▸ **Passage for review**:
Nyombayire accused the Congolese leadership of taking advantage of this dynamic, benefiting from international backing while continuing to recruit armed groups, including the FDLR, a militia responsible for the 1994 Genocide against the Tutsi.
“That is why the leadership of DRC is enjoying the perks of sharing the same interests as their masters: talk crazy, recruit genocidaires and European mercenaries to fight your wars, sit back, relax, and let the international community bury the real issue,” she wrote.
According to Nyombayire, those pushing for de-escalation are in fact advocating for a return to a system that allows DRC’s elite to profit while Rwanda faces ongoing security threats.
“What every resolution and statement is calling for is an immediate return to business as usual: a nation that must remain a lawless playground where leaders get their cut to go buy castles in Brussels, the international community thrives off the business of peacekeeping and poverty alleviation programs, and their companies protect their profits,” she asserted.
Highlighting the glaring double standards, she noted that the same countries backing DRC would never tolerate the kind of threats Rwanda has endured for decades.
The continued misrepresentation of the conflict, she argued, serves powerful interests rather than the people of either country.
“Every country throwing its weight behind DRC knows they would never tolerate a fraction of the kind of security threats Rwanda has been facing for 30 years,” she noted, adding, “The gaslighting is deliberate because the truth is bad for business. It turns out that in this equation, the citizens of either country don’t actually matter, and in the end, their goal is NOT in fact a path to peace.”
The situation in the Democratic Republic of Congo (DRC) has deteriorated since 2021, when the M23 rebel group resumed fighting to defend the rights of marginalized Rwandophones and Tutsi communities.
Instead of addressing the root causes of the crisis, the DRC government has consistently shifted blame onto Rwanda, accusing it of backing the rebels.

▸ **Given information**:
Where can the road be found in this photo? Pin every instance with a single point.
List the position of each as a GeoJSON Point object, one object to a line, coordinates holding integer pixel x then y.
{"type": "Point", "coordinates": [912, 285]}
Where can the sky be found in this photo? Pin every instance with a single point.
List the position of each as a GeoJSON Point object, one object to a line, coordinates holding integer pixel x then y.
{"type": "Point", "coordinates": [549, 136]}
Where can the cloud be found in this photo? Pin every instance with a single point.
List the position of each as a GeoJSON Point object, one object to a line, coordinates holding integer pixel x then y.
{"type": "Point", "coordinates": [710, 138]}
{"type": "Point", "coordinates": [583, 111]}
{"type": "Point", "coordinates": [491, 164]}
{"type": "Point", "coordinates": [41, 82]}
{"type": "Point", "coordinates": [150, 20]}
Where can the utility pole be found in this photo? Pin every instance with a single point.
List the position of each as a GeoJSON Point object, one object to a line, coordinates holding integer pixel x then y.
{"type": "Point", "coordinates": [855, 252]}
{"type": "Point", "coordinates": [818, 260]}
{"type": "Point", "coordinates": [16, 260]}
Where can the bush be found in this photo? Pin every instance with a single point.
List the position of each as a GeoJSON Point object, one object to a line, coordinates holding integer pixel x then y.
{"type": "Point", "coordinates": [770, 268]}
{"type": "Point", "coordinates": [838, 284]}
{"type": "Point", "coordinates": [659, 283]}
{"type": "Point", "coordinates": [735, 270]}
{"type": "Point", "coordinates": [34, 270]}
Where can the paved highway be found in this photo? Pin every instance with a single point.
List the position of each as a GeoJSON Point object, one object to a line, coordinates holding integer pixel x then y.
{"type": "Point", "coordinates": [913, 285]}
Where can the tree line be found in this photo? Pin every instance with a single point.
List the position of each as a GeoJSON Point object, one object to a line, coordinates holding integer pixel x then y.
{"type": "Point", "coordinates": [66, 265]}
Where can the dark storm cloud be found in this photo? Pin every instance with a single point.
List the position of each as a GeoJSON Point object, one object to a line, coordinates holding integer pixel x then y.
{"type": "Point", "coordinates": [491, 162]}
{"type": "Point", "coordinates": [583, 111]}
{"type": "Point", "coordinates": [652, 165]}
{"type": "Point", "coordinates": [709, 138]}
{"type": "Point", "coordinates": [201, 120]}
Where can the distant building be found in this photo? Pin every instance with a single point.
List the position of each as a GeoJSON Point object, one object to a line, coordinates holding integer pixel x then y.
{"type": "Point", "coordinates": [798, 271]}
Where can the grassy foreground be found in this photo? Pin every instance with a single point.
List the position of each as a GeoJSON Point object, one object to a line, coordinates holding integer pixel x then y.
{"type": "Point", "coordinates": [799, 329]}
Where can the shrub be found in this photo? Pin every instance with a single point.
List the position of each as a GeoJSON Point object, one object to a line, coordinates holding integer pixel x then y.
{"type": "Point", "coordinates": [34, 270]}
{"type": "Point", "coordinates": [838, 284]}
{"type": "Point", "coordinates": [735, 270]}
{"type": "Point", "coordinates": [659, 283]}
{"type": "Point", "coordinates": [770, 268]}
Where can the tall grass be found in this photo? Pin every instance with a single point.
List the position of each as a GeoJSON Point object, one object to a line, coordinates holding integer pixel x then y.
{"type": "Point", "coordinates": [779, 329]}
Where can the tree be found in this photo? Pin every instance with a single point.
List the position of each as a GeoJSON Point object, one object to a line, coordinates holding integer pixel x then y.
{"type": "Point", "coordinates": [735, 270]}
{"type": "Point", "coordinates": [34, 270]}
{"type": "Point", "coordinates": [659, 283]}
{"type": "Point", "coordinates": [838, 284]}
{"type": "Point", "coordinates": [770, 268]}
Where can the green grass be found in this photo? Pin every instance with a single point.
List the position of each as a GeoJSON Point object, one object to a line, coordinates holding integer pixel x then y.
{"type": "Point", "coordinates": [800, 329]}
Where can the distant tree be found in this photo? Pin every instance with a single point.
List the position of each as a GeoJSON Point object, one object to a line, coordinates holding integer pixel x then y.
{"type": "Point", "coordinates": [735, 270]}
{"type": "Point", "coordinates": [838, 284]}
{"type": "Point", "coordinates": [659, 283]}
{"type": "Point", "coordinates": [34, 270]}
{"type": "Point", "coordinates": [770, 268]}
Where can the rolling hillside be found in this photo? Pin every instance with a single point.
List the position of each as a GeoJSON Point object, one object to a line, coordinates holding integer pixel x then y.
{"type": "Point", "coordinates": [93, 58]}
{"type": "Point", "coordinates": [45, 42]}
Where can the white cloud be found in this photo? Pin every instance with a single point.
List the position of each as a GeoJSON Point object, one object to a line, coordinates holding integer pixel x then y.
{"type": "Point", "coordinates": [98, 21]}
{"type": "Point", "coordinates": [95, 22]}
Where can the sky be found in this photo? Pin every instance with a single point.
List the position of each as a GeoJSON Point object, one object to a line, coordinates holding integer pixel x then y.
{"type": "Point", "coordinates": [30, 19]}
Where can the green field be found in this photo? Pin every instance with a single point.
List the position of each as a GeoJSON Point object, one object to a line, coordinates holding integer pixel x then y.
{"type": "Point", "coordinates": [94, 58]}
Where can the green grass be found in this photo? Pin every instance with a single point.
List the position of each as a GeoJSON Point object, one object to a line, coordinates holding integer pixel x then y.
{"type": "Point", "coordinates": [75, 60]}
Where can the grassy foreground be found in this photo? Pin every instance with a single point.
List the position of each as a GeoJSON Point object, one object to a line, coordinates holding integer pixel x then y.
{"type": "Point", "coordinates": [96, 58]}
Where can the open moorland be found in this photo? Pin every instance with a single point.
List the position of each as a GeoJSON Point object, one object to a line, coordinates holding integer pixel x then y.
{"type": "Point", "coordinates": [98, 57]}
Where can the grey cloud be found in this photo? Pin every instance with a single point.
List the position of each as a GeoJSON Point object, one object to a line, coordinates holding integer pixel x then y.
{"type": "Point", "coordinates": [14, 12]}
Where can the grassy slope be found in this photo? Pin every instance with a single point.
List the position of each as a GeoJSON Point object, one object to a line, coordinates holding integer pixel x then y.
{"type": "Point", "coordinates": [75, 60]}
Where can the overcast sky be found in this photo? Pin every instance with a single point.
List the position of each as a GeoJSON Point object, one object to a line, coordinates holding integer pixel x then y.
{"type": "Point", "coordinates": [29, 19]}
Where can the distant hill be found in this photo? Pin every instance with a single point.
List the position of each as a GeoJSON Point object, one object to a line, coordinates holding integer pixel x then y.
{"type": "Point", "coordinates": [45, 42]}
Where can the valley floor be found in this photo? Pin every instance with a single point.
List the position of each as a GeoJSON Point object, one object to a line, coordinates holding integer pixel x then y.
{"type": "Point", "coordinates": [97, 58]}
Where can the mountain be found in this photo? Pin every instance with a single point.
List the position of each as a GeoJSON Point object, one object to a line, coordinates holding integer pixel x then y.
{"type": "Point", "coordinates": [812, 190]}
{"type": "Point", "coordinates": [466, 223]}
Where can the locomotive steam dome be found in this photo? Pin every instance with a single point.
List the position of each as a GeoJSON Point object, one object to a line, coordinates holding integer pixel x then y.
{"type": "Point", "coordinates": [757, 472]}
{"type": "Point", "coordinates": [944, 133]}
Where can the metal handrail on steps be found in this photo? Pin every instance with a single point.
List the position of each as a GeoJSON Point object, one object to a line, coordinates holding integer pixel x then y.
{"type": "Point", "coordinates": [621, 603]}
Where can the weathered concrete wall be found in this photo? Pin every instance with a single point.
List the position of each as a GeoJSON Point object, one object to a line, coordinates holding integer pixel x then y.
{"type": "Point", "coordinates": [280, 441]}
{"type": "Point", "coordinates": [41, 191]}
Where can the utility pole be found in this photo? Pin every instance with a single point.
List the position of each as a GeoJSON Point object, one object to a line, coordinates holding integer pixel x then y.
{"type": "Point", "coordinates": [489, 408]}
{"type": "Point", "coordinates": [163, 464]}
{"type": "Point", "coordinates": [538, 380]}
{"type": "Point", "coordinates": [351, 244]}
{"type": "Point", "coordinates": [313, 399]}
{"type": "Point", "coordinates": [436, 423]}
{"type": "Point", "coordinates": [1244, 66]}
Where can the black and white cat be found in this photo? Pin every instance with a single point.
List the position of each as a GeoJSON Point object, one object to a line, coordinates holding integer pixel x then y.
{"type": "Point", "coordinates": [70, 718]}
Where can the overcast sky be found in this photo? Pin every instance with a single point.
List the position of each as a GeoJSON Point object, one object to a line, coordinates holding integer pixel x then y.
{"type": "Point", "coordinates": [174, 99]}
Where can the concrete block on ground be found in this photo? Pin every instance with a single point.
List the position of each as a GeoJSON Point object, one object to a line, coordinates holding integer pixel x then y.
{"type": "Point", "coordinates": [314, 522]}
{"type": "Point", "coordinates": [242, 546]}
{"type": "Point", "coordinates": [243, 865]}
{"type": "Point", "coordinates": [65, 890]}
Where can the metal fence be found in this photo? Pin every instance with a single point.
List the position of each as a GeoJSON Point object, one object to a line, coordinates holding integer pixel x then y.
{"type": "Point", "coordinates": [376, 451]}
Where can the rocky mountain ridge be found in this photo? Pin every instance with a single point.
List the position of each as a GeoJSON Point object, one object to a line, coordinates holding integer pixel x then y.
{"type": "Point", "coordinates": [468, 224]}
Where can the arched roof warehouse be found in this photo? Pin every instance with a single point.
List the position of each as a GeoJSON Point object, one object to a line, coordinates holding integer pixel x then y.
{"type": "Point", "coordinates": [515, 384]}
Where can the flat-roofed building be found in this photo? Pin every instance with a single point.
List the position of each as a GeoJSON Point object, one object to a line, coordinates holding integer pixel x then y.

▸ **How to complete this task**:
Extract the passage above about Nyombayire's criticism of the DRC leadership and reproduce it in full, word for word.

▸ **Answer area**:
Nyombayire accused the Congolese leadership of taking advantage of this dynamic, benefiting from international backing while continuing to recruit armed groups, including the FDLR, a militia responsible for the 1994 Genocide against the Tutsi.
“That is why the leadership of DRC is enjoying the perks of sharing the same interests as their masters: talk crazy, recruit genocidaires and European mercenaries to fight your wars, sit back, relax, and let the international community bury the real issue,” she wrote.
According to Nyombayire, those pushing for de-escalation are in fact advocating for a return to a system that allows DRC’s elite to profit while Rwanda faces ongoing security threats.
“What every resolution and statement is calling for is an immediate return to business as usual: a nation that must remain a lawless playground where leaders get their cut to go buy castles in Brussels, the international community thrives off the business of peacekeeping and poverty alleviation programs, and their companies protect their profits,” she asserted.
Highlighting the glaring double standards, she noted that the same countries backing DRC would never tolerate the kind of threats Rwanda has endured for decades.
The continued misrepresentation of the conflict, she argued, serves powerful interests rather than the people of either country.
“Every country throwing its weight behind DRC knows they would never tolerate a fraction of the kind of security threats Rwanda has been facing for 30 years,” she noted, adding, “The gaslighting is deliberate because the truth is bad for business. It turns out that in this equation, the citizens of either country don’t actually matter, and in the end, their goal is NOT in fact a path to peace.”
The situation in the Democratic Republic of Congo (DRC) has deteriorated since 2021, when the M23 rebel group resumed fighting to defend the rights of marginalized Rwandophones and Tutsi communities.
Instead of addressing the root causes of the crisis, the DRC government has consistently shifted blame onto Rwanda, accusing it of backing the rebels.